- _EXTRACT PROVIDED_
══════════

Posts Tagged With: Reading

Do E-Books Make It Harder to Remember What You Just Read?

This week the EdFive is full-on digitally focused.  The first entry may seem like a big, fat, PAUSE button, but be sure to read all the way through. The differences aren’t as significant as headlines indicate and the new iPad has “page folding” technology.  More research needed… [EF]

I received a Kindle for my birthday, and enjoying “light reading,” in addition to the dense science I read for work, I immediately loaded it with mysteries by my favorite authors. But I soon found that I had difficulty recalling the names of characters from chapter to chapter. At first, I attributed the lapses to a scary reality of getting older — but then I discovered that I didn’t have this problem when I read paperbacks.

══════════

- _COMPLETE THE FOLLOWING_
**1)** In the blog post on e-books, what device did the writer receive as a birthday gift?
**2)** From the blog post on e-books, extract the part that opens with the words containing "Do E-Books Make" and closes with "I read paperbacks.".
**3)** According to the blog post on e-books, why did the writer stop putting the trouble recalling character names down to getting older?

- _DATASET SECTION_
══════════

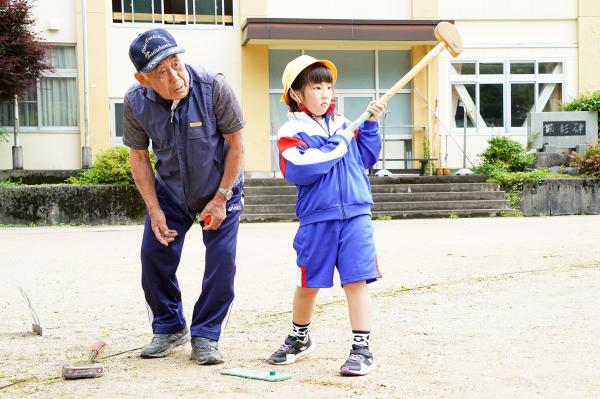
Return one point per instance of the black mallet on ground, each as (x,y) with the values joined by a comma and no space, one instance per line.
(87,370)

══════════

- _WRITTEN RESPONSES_
**1)** A Kindle.

**2)**
Do E-Books Make It Harder to Remember What You Just Read?

This week the EdFive is full-on digitally focused.  The first entry may seem like a big, fat, PAUSE button, but be sure to read all the way through. The differences aren’t as significant as headlines indicate and the new iPad has “page folding” technology.  More research needed… [EF]

I received a Kindle for my birthday, and enjoying “light reading,” in addition to the dense science I read for work, I immediately loaded it with mysteries by my favorite authors. But I soon found that I had difficulty recalling the names of characters from chapter to chapter. At first, I attributed the lapses to a scary reality of getting older — but then I discovered that I didn’t have this problem when I read paperbacks.

**3)** The writer discovered that the same problem did not occur when reading paperbacks. The lapses had at first seemed to be a result of aging.